• **The problem**:
Write the data out again in full, with no departure from the original.

+++ Materials provided

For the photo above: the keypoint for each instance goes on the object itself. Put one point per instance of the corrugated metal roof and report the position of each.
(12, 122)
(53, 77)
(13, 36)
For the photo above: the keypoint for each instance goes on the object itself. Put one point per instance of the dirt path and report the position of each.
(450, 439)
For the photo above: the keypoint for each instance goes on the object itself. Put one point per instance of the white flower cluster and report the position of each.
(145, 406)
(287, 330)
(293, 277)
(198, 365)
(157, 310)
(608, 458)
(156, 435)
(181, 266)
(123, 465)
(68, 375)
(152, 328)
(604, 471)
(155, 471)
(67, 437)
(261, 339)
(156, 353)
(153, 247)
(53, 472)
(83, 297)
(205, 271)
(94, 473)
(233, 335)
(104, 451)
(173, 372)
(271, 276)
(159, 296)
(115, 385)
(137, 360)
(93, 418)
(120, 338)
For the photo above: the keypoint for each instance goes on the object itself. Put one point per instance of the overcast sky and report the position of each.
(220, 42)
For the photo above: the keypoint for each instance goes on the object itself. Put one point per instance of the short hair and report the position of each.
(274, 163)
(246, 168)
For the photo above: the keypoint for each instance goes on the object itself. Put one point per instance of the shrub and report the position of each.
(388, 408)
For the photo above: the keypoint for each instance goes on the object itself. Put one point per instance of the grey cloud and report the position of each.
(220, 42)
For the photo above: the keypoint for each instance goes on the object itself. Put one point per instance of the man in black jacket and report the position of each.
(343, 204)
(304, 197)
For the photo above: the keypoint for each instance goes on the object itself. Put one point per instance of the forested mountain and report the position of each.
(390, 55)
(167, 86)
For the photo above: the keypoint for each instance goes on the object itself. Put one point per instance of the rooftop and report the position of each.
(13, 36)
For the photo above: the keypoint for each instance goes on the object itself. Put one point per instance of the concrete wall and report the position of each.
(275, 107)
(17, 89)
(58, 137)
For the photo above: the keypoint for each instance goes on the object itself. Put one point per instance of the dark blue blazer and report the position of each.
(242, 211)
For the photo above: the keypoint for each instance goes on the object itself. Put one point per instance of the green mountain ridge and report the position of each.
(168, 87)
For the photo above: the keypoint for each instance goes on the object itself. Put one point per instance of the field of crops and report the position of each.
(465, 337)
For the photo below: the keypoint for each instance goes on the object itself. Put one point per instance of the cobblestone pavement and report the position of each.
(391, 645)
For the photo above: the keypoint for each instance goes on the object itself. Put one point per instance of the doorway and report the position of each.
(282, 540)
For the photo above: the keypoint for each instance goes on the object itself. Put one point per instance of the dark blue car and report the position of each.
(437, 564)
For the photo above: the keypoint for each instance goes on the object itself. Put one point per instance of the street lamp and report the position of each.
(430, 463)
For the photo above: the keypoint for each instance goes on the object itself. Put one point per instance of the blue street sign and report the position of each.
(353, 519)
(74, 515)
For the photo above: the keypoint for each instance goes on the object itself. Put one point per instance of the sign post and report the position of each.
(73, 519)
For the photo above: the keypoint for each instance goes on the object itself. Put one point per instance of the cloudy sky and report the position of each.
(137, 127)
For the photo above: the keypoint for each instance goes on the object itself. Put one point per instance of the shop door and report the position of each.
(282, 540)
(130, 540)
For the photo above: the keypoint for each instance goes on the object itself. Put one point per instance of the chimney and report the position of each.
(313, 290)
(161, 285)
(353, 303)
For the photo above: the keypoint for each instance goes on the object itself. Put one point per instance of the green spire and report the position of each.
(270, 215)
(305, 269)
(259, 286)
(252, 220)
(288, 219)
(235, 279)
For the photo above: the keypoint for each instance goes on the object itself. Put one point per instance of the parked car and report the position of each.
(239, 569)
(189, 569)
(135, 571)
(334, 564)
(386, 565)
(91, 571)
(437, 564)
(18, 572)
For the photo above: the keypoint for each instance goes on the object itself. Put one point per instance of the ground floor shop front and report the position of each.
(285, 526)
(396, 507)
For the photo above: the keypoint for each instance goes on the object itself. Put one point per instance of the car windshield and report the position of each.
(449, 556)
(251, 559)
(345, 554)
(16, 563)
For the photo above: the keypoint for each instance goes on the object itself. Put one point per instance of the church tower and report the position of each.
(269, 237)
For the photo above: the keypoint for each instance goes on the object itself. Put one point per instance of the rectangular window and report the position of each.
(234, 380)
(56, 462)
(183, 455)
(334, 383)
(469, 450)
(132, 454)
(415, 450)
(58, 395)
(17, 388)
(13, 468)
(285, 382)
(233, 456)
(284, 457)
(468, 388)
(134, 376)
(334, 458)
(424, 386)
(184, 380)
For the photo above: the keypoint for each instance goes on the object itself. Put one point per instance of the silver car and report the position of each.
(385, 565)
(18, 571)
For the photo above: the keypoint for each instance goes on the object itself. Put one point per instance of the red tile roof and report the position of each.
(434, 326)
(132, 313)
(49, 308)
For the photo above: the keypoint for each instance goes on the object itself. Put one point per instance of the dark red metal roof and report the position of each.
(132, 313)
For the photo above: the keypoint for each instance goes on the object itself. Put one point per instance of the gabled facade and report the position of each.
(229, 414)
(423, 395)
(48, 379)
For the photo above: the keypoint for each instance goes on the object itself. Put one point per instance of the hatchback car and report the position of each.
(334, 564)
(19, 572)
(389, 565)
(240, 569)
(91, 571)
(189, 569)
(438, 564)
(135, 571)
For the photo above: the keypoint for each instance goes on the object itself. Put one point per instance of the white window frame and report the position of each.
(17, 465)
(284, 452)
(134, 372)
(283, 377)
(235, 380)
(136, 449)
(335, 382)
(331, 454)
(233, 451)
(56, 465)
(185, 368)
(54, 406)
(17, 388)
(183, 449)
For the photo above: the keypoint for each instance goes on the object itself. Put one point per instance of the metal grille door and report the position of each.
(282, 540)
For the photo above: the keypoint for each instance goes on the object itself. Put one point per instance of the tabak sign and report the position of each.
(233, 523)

++++++

• **Written response**:
For the photo above: the keypoint for each instance goes on the object itself. Put one point per instance of the corrugated metal roof and report the position of each.
(12, 122)
(53, 77)
(13, 36)
For the photo above: the keypoint for each instance goes on the object itself. Put one point per instance of the dirt path and report the position of each.
(450, 439)
For the photo above: the keypoint for each instance goes on the object itself. Put one point per instance of the white flower cluster and report the position of each.
(145, 406)
(287, 330)
(293, 277)
(198, 365)
(157, 310)
(608, 458)
(156, 435)
(181, 266)
(123, 465)
(68, 375)
(152, 328)
(604, 471)
(155, 471)
(67, 437)
(261, 339)
(156, 353)
(153, 247)
(53, 472)
(83, 297)
(205, 271)
(94, 473)
(233, 335)
(104, 451)
(173, 372)
(271, 276)
(159, 296)
(115, 385)
(137, 360)
(93, 418)
(120, 338)
For the photo above: the keypoint for each instance goes on the object itself. Put one point per instance of the overcast sky and report the position of each.
(220, 42)
For the photo above: the keypoint for each instance goes on the object itself. Put one point per instance of the short hair and report the position of each.
(274, 163)
(246, 168)
For the photo above: the keypoint for each instance goes on the object itself. Put one point per instance of the shrub and report the position of each.
(388, 408)
For the photo above: the keypoint for each instance goes on the object itself. Put one point per instance of the grey cloud and report the position of each.
(220, 42)
For the photo above: the keypoint for each instance goes on the object itself. Put one point per instance of the man in black jacket and report the position of each.
(343, 204)
(304, 197)
For the photo above: the keypoint for each instance goes on the object itself. Put one point per instance of the forested mountain and report the position of each.
(390, 55)
(167, 86)
For the photo above: the keypoint for each instance goes on the object itself. Put one point per instance of the rooftop and report the position of each.
(13, 36)
For the photo above: the keypoint for each instance goes on the object itself. Put one point per instance of the concrete wall and report the position of each.
(275, 107)
(17, 89)
(58, 137)
For the photo above: the keypoint for each instance goes on the object itself. Put one point per instance of the dark blue blazer and report the position of each.
(242, 211)
For the photo above: the keypoint for each instance goes on the object itself. Put one point per instance of the green mountain ridge and report the position of each.
(168, 87)
For the photo above: the keypoint for each instance goes on the object itself. Put one point per instance of the field of crops and report the position of each.
(465, 337)
For the photo below: the keypoint for each instance goes on the object itself. Put one point per instance of the cobblestone pavement and report the position of each.
(391, 645)
For the photo above: the keypoint for each instance goes on the object itself. Put one point per instance of the doorway and report the position of each.
(282, 540)
For the photo above: the keypoint for each instance goes on the object itself. Put one point per instance of the dark blue car and report the position of each.
(437, 564)
For the photo above: the keypoint for each instance goes on the object itself. Put one point per instance of the street lamp and report the position of each.
(430, 463)
For the photo above: the keypoint for each instance goes on the object itself. Put one point per instance of the blue street sign and report the position of each.
(353, 519)
(74, 515)
For the photo above: the keypoint for each instance goes on the object itself. Put one point per instance of the sign post and report the position of each.
(73, 519)
For the photo above: the keypoint for each instance goes on the object itself. Put one point per instance of the cloudy sky and report the position of each.
(137, 127)
For the photo above: the keypoint for each instance goes on the object itself. Put one point per instance of the shop door and report the position of each.
(282, 540)
(130, 540)
For the photo above: the keypoint for each instance goes on the object itself. Put one point per instance of the chimney and report the position of each.
(313, 290)
(161, 285)
(353, 303)
For the photo above: the keypoint for each instance goes on the object itself. Put one point per instance of the green spire and report the position of each.
(270, 215)
(305, 269)
(259, 286)
(252, 220)
(288, 219)
(235, 279)
For the photo above: the keypoint for each instance goes on the object itself. Put one point per instance of the parked car and report the position of each.
(239, 569)
(189, 569)
(135, 571)
(334, 564)
(386, 565)
(91, 571)
(437, 564)
(18, 572)
For the photo above: the keypoint for each instance goes on the object itself. Put one point per instance of the ground floor shop front and report the position of each.
(285, 526)
(396, 507)
For the photo above: the keypoint for each instance goes on the object itself. Put one point per instance of the car windshield and report the position of each.
(449, 556)
(251, 559)
(345, 554)
(16, 563)
For the photo above: the keypoint for each instance goes on the object itself. Put one point per instance of the church tower and report the position of each.
(269, 237)
For the photo above: the keypoint for each instance goes on the object itself. Put one point per instance of the rectangular window and report the position of each.
(234, 380)
(56, 462)
(183, 455)
(334, 383)
(469, 450)
(132, 454)
(415, 450)
(58, 395)
(17, 388)
(13, 468)
(285, 382)
(233, 456)
(284, 457)
(468, 388)
(134, 376)
(334, 458)
(424, 386)
(184, 380)
For the photo above: the keypoint for each instance goes on the object itself. Put one point per instance of the silver car and report the position of each.
(385, 565)
(18, 571)
For the photo above: the keypoint for each instance goes on the object itself. Put one point per instance of the red tile roof and report the position of each.
(434, 326)
(132, 313)
(49, 308)
For the photo above: the keypoint for each instance goes on the object itself. Put one point per instance of the dark red metal roof and report the position of each.
(132, 313)
For the photo above: the keypoint for each instance goes on the object itself. Put one point per instance of the gabled facade and report the position of each.
(229, 414)
(423, 395)
(48, 379)
For the photo above: the keypoint for each instance goes on the object itself. Put one point per instance of the hatchback car and report the position of each.
(334, 564)
(19, 572)
(389, 565)
(240, 569)
(91, 571)
(189, 569)
(438, 564)
(135, 571)
For the photo above: the keypoint for each instance goes on the object itself. Put one point per instance of the white window frame and report the position of each.
(17, 465)
(284, 452)
(134, 372)
(283, 377)
(235, 380)
(136, 449)
(335, 382)
(331, 454)
(233, 451)
(56, 465)
(185, 368)
(54, 406)
(17, 388)
(183, 449)
For the photo above: the keypoint for each instance goes on the object itself. Put one point per instance of the metal grille door and report the position of each.
(282, 540)
For the photo above: the keypoint for each instance goes on the object itself. Put one point per instance of the tabak sign and report the position of each.
(233, 523)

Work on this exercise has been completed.